◆ **What to produce**: Return each of the entries below precisely as it appears.

::: Record extracts :::

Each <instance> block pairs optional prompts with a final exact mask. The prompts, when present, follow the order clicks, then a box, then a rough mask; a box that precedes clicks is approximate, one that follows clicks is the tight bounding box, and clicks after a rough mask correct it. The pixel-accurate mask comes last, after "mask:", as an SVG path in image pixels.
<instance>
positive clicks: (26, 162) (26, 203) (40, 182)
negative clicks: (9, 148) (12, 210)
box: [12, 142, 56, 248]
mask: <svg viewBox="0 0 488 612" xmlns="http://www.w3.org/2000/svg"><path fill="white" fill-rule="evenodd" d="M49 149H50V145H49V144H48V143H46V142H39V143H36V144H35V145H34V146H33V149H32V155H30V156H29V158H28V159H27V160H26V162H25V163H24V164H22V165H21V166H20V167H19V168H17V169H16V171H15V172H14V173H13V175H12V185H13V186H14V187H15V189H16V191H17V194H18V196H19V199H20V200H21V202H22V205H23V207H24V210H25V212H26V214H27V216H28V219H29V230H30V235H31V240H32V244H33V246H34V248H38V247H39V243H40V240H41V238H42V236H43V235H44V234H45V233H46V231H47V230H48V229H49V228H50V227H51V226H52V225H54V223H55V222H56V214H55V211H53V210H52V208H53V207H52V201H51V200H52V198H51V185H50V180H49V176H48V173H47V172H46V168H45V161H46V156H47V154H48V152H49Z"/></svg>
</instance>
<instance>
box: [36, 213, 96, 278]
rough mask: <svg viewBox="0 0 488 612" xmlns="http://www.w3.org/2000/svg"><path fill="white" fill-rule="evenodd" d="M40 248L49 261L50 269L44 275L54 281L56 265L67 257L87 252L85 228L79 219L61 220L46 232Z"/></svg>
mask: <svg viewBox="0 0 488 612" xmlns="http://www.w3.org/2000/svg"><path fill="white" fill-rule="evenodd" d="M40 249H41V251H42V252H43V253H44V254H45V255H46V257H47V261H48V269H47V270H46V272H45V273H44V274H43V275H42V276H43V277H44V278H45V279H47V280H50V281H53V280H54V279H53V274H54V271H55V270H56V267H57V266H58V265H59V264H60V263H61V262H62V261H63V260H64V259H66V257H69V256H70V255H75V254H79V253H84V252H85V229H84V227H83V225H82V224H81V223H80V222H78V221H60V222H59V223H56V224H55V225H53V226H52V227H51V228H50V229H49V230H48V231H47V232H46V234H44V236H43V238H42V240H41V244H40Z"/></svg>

:::

◆ **Exercise response**:
Each <instance> block pairs optional prompts with a final exact mask. The prompts, when present, follow the order clicks, then a box, then a rough mask; a box that precedes clicks is approximate, one that follows clicks is the tight bounding box, and clicks after a rough mask correct it. The pixel-accurate mask comes last, after "mask:", as an SVG path in image pixels.
<instance>
positive clicks: (26, 162) (26, 203) (40, 182)
negative clicks: (9, 148) (12, 210)
box: [12, 142, 56, 248]
mask: <svg viewBox="0 0 488 612" xmlns="http://www.w3.org/2000/svg"><path fill="white" fill-rule="evenodd" d="M49 149H50V145H49V144H48V143H46V142H39V143H36V144H35V145H34V146H33V149H32V155H30V156H29V158H28V159H27V160H26V162H25V163H24V164H22V165H21V166H20V167H19V168H17V169H16V171H15V172H14V173H13V175H12V185H13V186H14V187H15V189H16V191H17V194H18V196H19V199H20V200H21V202H22V205H23V207H24V210H25V212H26V214H27V216H28V219H29V230H30V235H31V240H32V244H33V246H34V248H38V247H39V243H40V240H41V238H42V236H43V235H44V234H45V233H46V231H47V230H48V229H49V228H50V227H51V226H52V225H54V223H55V222H56V214H55V211H53V210H52V208H53V207H52V201H51V200H52V198H51V185H50V180H49V176H48V173H47V172H46V168H45V161H46V156H47V154H48V152H49Z"/></svg>
</instance>
<instance>
box: [36, 213, 96, 278]
rough mask: <svg viewBox="0 0 488 612" xmlns="http://www.w3.org/2000/svg"><path fill="white" fill-rule="evenodd" d="M40 248L49 261L50 269L44 275L54 281L56 265L67 257L87 252L85 228L79 219L61 220L46 232Z"/></svg>
mask: <svg viewBox="0 0 488 612" xmlns="http://www.w3.org/2000/svg"><path fill="white" fill-rule="evenodd" d="M40 249H41V251H42V252H43V253H44V254H45V255H46V257H47V261H48V269H47V270H46V272H45V273H44V274H43V275H42V276H43V277H44V278H45V279H47V280H50V281H53V280H54V279H53V274H54V271H55V270H56V267H57V266H58V265H59V264H60V263H61V262H62V261H63V260H64V259H66V257H69V256H70V255H75V254H79V253H84V252H85V229H84V227H83V225H82V224H81V223H80V222H78V221H60V222H59V223H56V224H55V225H53V226H52V227H51V228H50V229H49V230H48V231H47V232H46V234H44V236H43V238H42V240H41V244H40Z"/></svg>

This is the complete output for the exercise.